-- Start Data --

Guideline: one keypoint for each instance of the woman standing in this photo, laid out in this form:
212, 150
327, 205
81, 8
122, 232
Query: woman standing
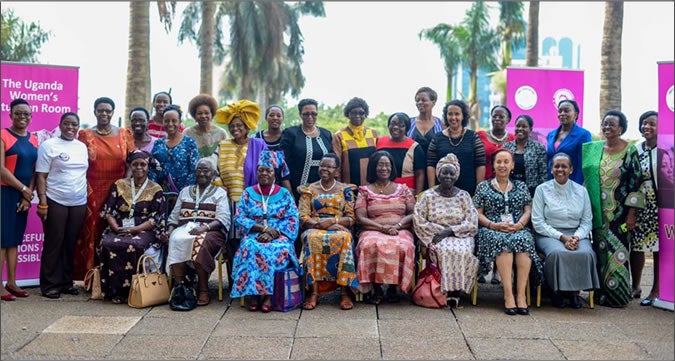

-- End Data --

- _What you should do_:
Extract every line of the records above verbatim and leave out the pictures.

- _The result_:
Guideline: one keypoint for each instance of the woman standing in this photo, laid out in this form:
212, 150
327, 205
81, 8
122, 232
Query: woman standing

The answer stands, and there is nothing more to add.